[CONSIGNES]
A. Recopiez à l'identique le passage de la critique du film Les Rothschilds qui va de « Après avoir évincé » à « instillée par Goebbels. ».
B. Poursuivez la critique du film Les Rothschilds à la suite de sa dernière phrase.

[TEXTE PRÉSENTÉ]
Genre : drame, propagande (film censuré et interdit)
Année : 1940
Durée : 1h37
Synopsis : (1) Le prince Guillaume IX de Hesse est contraint par Napoléon de prendre la fuite. Pendant ce temps à Francfort en 1806, Mayer Amschel Rothschild le soutient financièrement en apportant 600 000 £ de prêts obligataires pour lever une armée de volontaires de Hesse. Mayer Rothschild envoie son fils Nathan à Londres et son autre fils James à Paris spéculer sur cet argent. Il finance avec l'argent du prince de Hesse l'armée de Wellington pour combattre l'armée de Napoléon en Espagne (1).
La critique :
Lors de la chronique consacrée au documentaire de Felix Moeller, Les films interdits. L'héritage caché du cinéma nazi, nous avons évoqué le cinéma du IIIe Reich, ainsi que ses principales doxas prioritaires. En outre, le chancelier autocratique, Adolf Hitler et son ministre de la Propagande et de l'Education du Peuple, Joseph Goebbels sont des cinéphiles avisés qui louangent et sacralisent les qualités cinéphiliques de Blanche-Neige et les Sept Nains (David Hand, 1937), ou encore de King Kong (Ernest B. Schoedsack, 1933). Le noble Septième Art devient ce pouvoir hégémonique, séditieux et transgresseur qui doit convertir la masse aux doxas hitlériennes.
Après avoir évincé un certain nombre de figures artistiques prééminentes, entre autres les peintres et les sculpteurs reliés à l'art moderne que le nazisme répugne et admoneste, le régime despotique d'Hitler flagorne, à contrario, certains réalisateurs prédominants.
Approché par Goebbels et ses fidèles subordonnés, le cinéaste Fritz Lang décline poliment l'invitation. Mais gare à ne pas effaroucher un système absolutiste qui érige la torture et les camps de la mort pour dissiper la moindre once de dissidence ! Fritz Lang s'expatrie alors aux Etats-Unis. Bientôt, ce sont d'autres artistes prestigieux qui s'acheminent sur le même continuum. A l'inverse, d'autres réalisateurs lutinent et s'acoquinent avec la propagande instillée par Goebbels.
Les plus célèbres se nomment Leni Riefenstahl, Veit Harlan, Erich Waschneck, Hans Steinhoff, Karl Ritter, ou encore Hans Bertram. Tous ces metteurs en scène font voeu d'allégeance au nazisme et à sa propagande pernicieuse. Leurs films sont évidemment axés sur un discours à la fois antisémite, nationaliste, patriotique, politique, historique et idéologique.
Pis, la plupart de ces productions obséquieuses se nimbent de la mention "inspirée d'un fait réel", soit une autre façon de détourner la réalité et de la rendre conforme à l'idéologie prégnante et dominante. Evidemment, Les Rothschilds, réalisé par Erich Waschneck en 1940, ne fait pas exception. En outre, le scénario du film s'inspirerait (un terme vraiment à minorer et à guillemeter) d'une famille qui s'est enrichie grâce aux guerres et aux victoires napoléoniennes durant le XVIIIe siècle. La famille opulente est juive. De facto, le métrage prône un discours xénophobe, haineux et donc antisémite. A la fin de la Seconde Guerre Mondiale qui marque la chute puis le suicide d'Hitler, Les Rothschilds est voué à l'opprobre et aux gémonies. Il connaît le même sort que Le Juif Süss (Veit Harlan, 1940), souvent considéré comme l'oeuvre la plus antisémite de la propagande "nazillarde".

[LIGNES]
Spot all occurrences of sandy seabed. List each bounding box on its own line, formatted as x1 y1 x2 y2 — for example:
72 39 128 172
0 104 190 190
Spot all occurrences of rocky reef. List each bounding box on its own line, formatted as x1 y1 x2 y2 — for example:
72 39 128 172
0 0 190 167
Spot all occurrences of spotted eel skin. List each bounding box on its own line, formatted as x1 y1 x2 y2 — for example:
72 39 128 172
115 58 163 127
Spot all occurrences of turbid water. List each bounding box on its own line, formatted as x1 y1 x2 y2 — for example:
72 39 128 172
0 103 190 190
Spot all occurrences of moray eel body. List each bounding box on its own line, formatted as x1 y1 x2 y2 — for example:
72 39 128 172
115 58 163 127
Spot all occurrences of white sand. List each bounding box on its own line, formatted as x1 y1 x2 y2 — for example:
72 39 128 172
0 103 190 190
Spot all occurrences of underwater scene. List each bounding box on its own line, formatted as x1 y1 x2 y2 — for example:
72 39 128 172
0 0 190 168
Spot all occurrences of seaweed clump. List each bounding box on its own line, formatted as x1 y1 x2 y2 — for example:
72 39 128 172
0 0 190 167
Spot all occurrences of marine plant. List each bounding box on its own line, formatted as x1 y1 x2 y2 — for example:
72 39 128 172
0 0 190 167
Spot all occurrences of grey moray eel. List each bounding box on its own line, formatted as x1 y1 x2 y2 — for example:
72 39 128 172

[RÉPONSES CI-DESSOUS]
A.
Après avoir évincé un certain nombre de figures artistiques prééminentes, entre autres les peintres et les sculpteurs reliés à l'art moderne que le nazisme répugne et admoneste, le régime despotique d'Hitler flagorne, à contrario, certains réalisateurs prédominants.
Approché par Goebbels et ses fidèles subordonnés, le cinéaste Fritz Lang décline poliment l'invitation. Mais gare à ne pas effaroucher un système absolutiste qui érige la torture et les camps de la mort pour dissiper la moindre once de dissidence ! Fritz Lang s'expatrie alors aux Etats-Unis. Bientôt, ce sont d'autres artistes prestigieux qui s'acheminent sur le même continuum. A l'inverse, d'autres réalisateurs lutinent et s'acoquinent avec la propagande instillée par Goebbels.

B.
Les Rothschilds est interdit de diffusion en Allemagne, ainsi que dans l'ensemble des contrées occidentales. Même encore aujourd'hui, Les Rothschilds fait l'objet d'une farouche réprobation puisque le film est conservé précieusement sous scellés quelque part dans un conservatoire cinématographique en Allemagne. A l'instar de Le Juif Süss, le métrage est parfois diffusé lors de certaines congrégations intellectuelles avec pour vocation de débattre sur la nocuité de cette production acrimonieuse et propagandiste. Le débat reste encore d'une actualité étonnante et traduit cette incapacité de l'Allemagne à phagocyter les vieux démons du passé. En outre, il serait possible, selon certains contempteurs, que ce genre de pellicule puisse ressusciter la peste concentrationnaire, ainsi qu'une armada de "nazillons" belliqueux.
Quant à Erich Waschneck, le cinéaste appartenait à ses fervents admirateurs et laudateurs du régime nazi, auquel il se rallie en 1933.
Issu du cinéma muet, le metteur en scène fait partie de ces figures incontournables (hélas...) du cinéma de propagande. En l'occurrence, Les Rothschilds sera et restera son métrage (hélas) le plus proverbial. La chute du régime hitlérien mettra presque un terme définitif à sa carrière cinématographique. Selon certaines sources, Erich Waschneck ne tournera plus que deux films après la Seconde Guerre Mondiale et mourra dans l'oubli et l'indifférence en 1970, intrinsèquement relié à l'antisémitisme et à l'Holocauste fomenté par les nazis. Par conséquent, dire que Les Rothschilds est une oeuvre scandaleuse et polémique est un doux euphémisme ! Le rôle de Mayer Amschel Rothschild est tenu par un certain Erich Ponto, un acteur populaire en Allemagne.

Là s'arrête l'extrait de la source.